Task prompt> Going through the entries below, count each line containing the word "instance". Report the number only.

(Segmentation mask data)
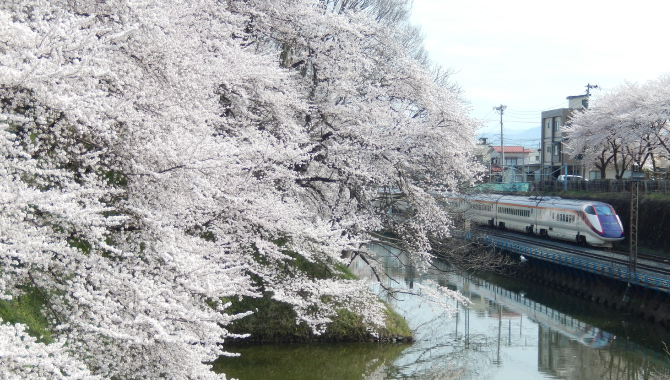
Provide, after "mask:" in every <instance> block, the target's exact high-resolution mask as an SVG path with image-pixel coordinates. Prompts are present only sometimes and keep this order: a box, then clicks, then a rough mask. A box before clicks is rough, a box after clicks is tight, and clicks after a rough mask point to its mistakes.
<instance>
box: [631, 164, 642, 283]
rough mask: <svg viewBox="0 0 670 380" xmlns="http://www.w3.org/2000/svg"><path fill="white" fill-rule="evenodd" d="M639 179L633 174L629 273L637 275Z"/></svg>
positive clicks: (631, 204)
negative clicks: (637, 231)
mask: <svg viewBox="0 0 670 380" xmlns="http://www.w3.org/2000/svg"><path fill="white" fill-rule="evenodd" d="M638 180H639V178H636V177H634V172H633V173H631V182H630V233H629V235H628V238H629V240H630V252H629V258H628V271H629V272H632V273H635V272H636V271H637V227H638V226H637V217H638V212H639V208H640V207H639V206H640V196H639V193H640V183H639V182H638Z"/></svg>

Response for this exercise> 2